__DOCUMENT SECTION__
Loria,[11:1] the Italian economist, has urged the study of colonial life as an aid in understanding the stages of
European development, affirming that colonial settlement is for economic science what the mountain is for
geology, bringing to light primitive stratifications. "America," he says, "has the key to the historical enigma
which Europe has sought for centuries in vain, and the land which has no history reveals luminously the
course of universal history." There is much truth in this. The United States lies like a huge page in the history
of society. Line by line as we read this continental page from West to East we find the record of social
evolution. It begins with the Indian and the hunter; it goes on to tell of the disintegration of savagery by the

entrance of the trader, the pathfinder of civilization; we read the annals of the pastoral stage in ranch life; the
exploitation of the soil by the raising of unrotated crops of corn and wheat in sparsely settled farming
communities; the intensive culture of the denser farm settlement; and finally the manufacturing organization
with city and factory system.[11:2] This page is familiar to the student of census statistics, but how little of it
has been used by our historians. Particularly in eastern States this page is a palimpsest. What is now a
manufacturing State was in an earlier decade an area of intensive farming. Earlier yet it had been a wheat area,
and still earlier the "range" had attracted the cattle-herder. Thus Wisconsin, now developing manufacture, is a
State with varied agricultural interests. But earlier it was given over to almost exclusive grain-raising, like
North Dakota at the present time.
CHAPTER PAGE 7
Each of these areas has had an influence in our economic and political history; the evolution of each into a
higher stage has worked political transformations. But what constitutional historian has made any adequate
attempt to interpret political facts by the light of these social areas and changes?[12:1]
The Atlantic frontier was compounded of fisherman, fur-trader, miner, cattle-raiser, and farmer. Excepting the
fisherman, each type of industry was on the march toward the West, impelled by an irresistible attraction.
Each passed in successive waves across the continent. Stand at Cumberland Gap and watch the procession of
civilization, marching single file the buffalo following the trail to the salt springs, the Indian, the fur-trader
and hunter, the cattle-raiser, the pioneer farmer and the frontier has passed by. Stand at South Pass in the
Rockies a century later and see the same procession with wider intervals between. The unequal rate of
advance compels us to distinguish the frontier into the trader's frontier, the rancher's frontier, or the miner's
frontier, and the farmer's frontier. When the mines and the cow pens were still near the fall line the traders'
pack trains were tinkling across the Alleghanies, and the French on the Great Lakes were fortifying their
posts, alarmed by the British trader's birch canoe. When the trappers scaled the Rockies, the farmer was still
near the mouth of the Missouri.

__DATASET RECORDS__
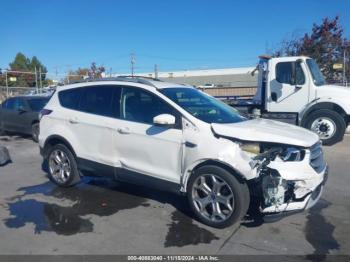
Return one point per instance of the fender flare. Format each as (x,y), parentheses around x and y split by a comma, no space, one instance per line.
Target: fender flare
(189,171)
(59,138)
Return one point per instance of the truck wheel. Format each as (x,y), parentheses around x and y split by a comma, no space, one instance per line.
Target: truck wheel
(329,125)
(216,197)
(62,166)
(35,132)
(2,131)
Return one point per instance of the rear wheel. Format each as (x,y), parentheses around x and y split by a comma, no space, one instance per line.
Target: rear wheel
(62,166)
(35,132)
(216,197)
(329,125)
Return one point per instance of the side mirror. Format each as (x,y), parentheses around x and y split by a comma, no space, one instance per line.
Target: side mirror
(164,120)
(274,97)
(22,109)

__TASKS TO CARRY OUT__
1. In the frontier text, where is the reader told to stand a century later to see the same procession with wider intervals?
2. Rewrite the records with "side mirror" switched to "wing mirror" everywhere it occurs, leaving every other line and word unchanged and omitting the pictures.
The text and the records have nothing to do with each other.

__SOLVED PROBLEMS__
1. South Pass in the Rockies.

2.
Return one point per instance of the fender flare. Format each as (x,y), parentheses around x and y split by a comma, no space, one instance per line.
Target: fender flare
(189,171)
(59,138)
Return one point per instance of the truck wheel. Format each as (x,y), parentheses around x and y split by a comma, no space, one instance per line.
Target: truck wheel
(329,125)
(216,197)
(62,166)
(35,132)
(2,131)
Return one point per instance of the rear wheel. Format each as (x,y), parentheses around x and y split by a comma, no space, one instance per line.
Target: rear wheel
(62,166)
(35,132)
(216,197)
(329,125)
Return one point per instance of the wing mirror. Format each as (x,y), parentheses around x and y split by a comma, no space, one instance per line.
Target: wing mirror
(164,120)
(274,97)
(22,109)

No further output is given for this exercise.